# Work required
Please print every one of the items below again, word for word, with each line unchanged.

········

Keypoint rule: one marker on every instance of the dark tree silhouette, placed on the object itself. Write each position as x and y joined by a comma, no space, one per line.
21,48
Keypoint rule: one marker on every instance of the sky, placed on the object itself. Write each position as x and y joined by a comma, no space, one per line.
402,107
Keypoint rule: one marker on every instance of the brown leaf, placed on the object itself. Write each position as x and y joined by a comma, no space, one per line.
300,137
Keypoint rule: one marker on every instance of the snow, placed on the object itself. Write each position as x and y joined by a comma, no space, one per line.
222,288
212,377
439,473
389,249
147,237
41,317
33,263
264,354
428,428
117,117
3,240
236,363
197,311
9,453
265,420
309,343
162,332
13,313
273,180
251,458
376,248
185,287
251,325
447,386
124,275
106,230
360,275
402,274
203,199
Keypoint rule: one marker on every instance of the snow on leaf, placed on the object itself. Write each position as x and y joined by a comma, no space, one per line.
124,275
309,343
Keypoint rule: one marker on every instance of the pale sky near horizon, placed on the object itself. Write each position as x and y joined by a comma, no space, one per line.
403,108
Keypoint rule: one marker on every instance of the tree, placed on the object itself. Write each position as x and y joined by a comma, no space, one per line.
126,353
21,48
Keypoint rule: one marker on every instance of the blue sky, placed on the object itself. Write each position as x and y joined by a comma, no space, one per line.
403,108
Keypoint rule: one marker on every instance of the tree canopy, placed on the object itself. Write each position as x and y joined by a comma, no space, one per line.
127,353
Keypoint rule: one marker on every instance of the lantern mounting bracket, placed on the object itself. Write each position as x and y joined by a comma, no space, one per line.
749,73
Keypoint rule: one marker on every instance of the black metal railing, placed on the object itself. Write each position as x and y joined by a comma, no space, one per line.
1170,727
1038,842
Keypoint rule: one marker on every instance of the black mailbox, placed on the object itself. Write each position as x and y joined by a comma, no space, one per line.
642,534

········

# Solution
Keypoint rule: one marker on every instance of the dark tree silhouette, placed on the object itself. Write each position as x and y joined by a comma, no space, one per line.
21,48
Keypoint rule: one marker on every instance of the sky, placed on the object itself. Write each position as x and y joined by a comma, no space, one per line.
402,107
Keypoint rule: one marker on every instance of the brown leaf, placed on the object itself. Write each position as x and y joined by a comma, no space, one per line.
300,137
Keypoint rule: one marker on every instance of the snow, placed on the object itself. Write each position as x and y joined by a comma, no space, one per line.
222,288
212,377
439,473
389,249
147,237
41,317
33,263
264,354
428,428
117,117
3,240
236,363
197,311
9,453
265,420
309,343
162,332
13,313
273,180
251,458
376,248
185,287
251,325
447,386
124,275
106,230
360,275
402,274
203,199
Keypoint rule: one marker on every instance of the snow on leaf, placed on the object itself. Write each position as x and y joined by a comma, no space, one per line.
124,275
309,343
Keypoint rule: one marker on every instance of the pale sky near horizon, placed on the object itself. Write each position as x and y joined by a comma, no space, one per line.
403,108
Keypoint rule: one marker on every instance of the tree, placed on the object itself. Write each position as x and y joined by a comma, no space, one per line.
126,353
21,48
Keypoint rule: one marker on every instance of the blue sky, placed on the object itself. Write each position as x and y joined by a comma, no space, one per line.
403,108
Keypoint rule: one marker on every instance of the tree canopy, placed on the object itself. Write each position as x and y joined by a comma, no space, one per line.
127,353
Keypoint rule: one marker on every instance of the lantern mounting bracket, placed on the object itself. Write each position as x and y joined by a comma, no space, one per line.
749,73
Keypoint rule: one marker on every instance of the black metal railing, placed on the object itself. Write each position as x and y joined by a comma, no space, one per line.
1170,727
1038,842
Keypoint rule: one marker on every instance of the black mailbox, placed on the object itself. Write each position as x and y joined by a comma, no space, one per line.
642,534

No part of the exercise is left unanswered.